Work to complete: Show every line of the rows below that contains the string "kneeling", copying each such line in full.

The data:
===
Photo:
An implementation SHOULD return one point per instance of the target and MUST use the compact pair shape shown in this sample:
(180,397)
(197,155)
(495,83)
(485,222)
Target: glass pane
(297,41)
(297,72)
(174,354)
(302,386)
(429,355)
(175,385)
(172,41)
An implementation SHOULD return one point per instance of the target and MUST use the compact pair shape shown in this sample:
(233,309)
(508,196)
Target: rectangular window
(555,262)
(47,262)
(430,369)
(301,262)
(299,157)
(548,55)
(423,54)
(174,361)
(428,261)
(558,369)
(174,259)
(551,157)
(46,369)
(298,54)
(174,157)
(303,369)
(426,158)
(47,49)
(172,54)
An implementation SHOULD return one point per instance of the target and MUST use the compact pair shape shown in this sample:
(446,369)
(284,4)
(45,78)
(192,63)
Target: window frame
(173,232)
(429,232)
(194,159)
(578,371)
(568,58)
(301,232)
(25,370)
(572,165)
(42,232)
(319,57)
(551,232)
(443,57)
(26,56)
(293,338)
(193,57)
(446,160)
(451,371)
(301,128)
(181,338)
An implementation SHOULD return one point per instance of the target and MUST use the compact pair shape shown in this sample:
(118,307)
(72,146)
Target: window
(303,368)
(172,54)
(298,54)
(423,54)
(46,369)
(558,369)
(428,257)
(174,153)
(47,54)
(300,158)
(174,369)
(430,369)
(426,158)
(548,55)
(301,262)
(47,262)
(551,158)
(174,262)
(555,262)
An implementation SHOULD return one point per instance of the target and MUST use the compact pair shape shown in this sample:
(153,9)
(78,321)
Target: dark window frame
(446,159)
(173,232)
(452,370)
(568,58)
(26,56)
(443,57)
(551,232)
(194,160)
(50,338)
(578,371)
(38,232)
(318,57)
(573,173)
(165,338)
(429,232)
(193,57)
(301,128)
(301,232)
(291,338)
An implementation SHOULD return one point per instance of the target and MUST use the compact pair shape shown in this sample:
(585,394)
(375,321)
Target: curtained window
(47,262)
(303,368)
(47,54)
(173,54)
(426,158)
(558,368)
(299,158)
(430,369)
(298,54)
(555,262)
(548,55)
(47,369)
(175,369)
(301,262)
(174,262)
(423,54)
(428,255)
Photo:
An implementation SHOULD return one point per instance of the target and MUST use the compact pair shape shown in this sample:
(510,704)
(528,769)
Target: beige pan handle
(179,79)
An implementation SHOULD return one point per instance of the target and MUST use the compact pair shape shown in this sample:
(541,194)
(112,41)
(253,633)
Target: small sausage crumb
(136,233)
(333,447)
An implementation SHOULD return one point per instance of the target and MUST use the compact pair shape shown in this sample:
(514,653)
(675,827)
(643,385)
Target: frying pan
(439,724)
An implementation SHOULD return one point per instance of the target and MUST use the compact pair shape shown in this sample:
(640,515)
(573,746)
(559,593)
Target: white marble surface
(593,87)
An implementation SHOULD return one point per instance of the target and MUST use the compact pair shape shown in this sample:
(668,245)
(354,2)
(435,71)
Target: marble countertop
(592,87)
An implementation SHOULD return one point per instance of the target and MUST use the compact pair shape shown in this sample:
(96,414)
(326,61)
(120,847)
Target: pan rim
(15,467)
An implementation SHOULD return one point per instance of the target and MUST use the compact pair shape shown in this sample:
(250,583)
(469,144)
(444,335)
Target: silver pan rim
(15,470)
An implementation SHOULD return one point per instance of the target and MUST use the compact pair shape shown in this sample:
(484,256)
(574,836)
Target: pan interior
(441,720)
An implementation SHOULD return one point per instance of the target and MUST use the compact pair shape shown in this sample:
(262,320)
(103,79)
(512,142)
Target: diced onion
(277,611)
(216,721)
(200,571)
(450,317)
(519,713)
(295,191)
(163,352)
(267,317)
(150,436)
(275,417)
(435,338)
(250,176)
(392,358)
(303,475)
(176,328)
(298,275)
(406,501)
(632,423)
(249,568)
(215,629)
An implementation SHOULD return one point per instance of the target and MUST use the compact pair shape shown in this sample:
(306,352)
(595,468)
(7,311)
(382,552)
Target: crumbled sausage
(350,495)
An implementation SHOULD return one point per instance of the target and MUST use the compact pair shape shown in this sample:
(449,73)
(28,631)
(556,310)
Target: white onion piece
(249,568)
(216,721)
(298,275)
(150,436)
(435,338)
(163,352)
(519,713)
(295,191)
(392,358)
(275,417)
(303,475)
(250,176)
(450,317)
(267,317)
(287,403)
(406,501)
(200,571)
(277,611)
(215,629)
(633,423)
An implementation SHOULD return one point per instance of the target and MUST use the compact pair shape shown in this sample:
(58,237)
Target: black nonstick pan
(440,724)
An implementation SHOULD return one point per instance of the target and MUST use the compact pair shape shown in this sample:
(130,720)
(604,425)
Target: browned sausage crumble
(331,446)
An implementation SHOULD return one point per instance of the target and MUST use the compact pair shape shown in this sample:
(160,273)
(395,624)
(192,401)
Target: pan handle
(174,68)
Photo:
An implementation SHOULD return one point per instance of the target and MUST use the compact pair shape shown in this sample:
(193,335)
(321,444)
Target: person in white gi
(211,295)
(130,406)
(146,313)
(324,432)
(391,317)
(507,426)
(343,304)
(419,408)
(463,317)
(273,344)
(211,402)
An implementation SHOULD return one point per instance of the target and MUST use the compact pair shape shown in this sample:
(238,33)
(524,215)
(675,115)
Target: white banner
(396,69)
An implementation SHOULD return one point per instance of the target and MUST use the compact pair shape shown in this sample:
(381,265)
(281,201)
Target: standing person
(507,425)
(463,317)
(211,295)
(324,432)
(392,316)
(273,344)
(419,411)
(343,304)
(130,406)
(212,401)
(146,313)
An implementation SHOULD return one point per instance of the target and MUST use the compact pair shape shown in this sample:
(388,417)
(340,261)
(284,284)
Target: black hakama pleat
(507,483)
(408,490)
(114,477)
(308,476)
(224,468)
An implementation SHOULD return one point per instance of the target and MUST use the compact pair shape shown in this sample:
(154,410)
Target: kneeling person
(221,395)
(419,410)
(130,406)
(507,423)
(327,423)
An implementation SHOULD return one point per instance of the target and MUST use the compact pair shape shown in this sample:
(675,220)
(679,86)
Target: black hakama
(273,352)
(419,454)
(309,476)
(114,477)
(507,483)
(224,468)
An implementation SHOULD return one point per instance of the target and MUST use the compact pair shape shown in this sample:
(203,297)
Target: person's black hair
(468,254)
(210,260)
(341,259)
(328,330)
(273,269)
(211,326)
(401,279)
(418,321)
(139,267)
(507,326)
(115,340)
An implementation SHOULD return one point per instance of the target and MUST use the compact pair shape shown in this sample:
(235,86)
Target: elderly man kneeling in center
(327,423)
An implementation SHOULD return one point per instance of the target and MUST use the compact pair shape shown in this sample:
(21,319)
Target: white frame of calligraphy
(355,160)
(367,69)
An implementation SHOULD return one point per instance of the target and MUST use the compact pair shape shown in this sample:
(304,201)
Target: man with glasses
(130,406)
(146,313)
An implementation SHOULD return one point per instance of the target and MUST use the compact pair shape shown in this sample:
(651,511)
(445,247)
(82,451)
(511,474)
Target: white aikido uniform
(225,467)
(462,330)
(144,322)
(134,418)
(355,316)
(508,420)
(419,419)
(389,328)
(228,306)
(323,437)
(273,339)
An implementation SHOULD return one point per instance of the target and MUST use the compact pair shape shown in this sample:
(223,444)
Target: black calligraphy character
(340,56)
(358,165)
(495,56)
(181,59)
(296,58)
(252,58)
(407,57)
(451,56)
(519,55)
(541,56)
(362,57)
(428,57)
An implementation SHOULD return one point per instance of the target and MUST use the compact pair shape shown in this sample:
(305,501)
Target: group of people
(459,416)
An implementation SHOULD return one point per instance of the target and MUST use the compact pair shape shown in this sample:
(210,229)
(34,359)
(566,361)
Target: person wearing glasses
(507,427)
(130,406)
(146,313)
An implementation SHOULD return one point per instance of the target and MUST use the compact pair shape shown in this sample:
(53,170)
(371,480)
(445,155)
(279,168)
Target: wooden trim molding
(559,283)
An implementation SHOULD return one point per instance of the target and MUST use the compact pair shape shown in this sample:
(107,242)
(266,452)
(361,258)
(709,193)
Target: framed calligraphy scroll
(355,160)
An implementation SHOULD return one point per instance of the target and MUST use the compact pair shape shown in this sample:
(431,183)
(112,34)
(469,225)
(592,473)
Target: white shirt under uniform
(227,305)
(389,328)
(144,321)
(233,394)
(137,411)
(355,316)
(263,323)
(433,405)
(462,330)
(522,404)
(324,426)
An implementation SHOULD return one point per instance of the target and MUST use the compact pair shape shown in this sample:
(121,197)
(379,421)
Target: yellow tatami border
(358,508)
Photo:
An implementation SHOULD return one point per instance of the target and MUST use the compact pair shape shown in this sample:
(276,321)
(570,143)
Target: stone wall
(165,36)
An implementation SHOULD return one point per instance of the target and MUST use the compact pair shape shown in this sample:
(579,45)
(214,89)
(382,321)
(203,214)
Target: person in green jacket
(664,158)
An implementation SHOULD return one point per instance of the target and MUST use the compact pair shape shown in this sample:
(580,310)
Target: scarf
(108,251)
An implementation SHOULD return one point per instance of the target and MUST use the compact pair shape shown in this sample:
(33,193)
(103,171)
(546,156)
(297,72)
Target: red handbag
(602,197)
===
Complete output:
Target: kneeling person
Target: elderly man kneeling in center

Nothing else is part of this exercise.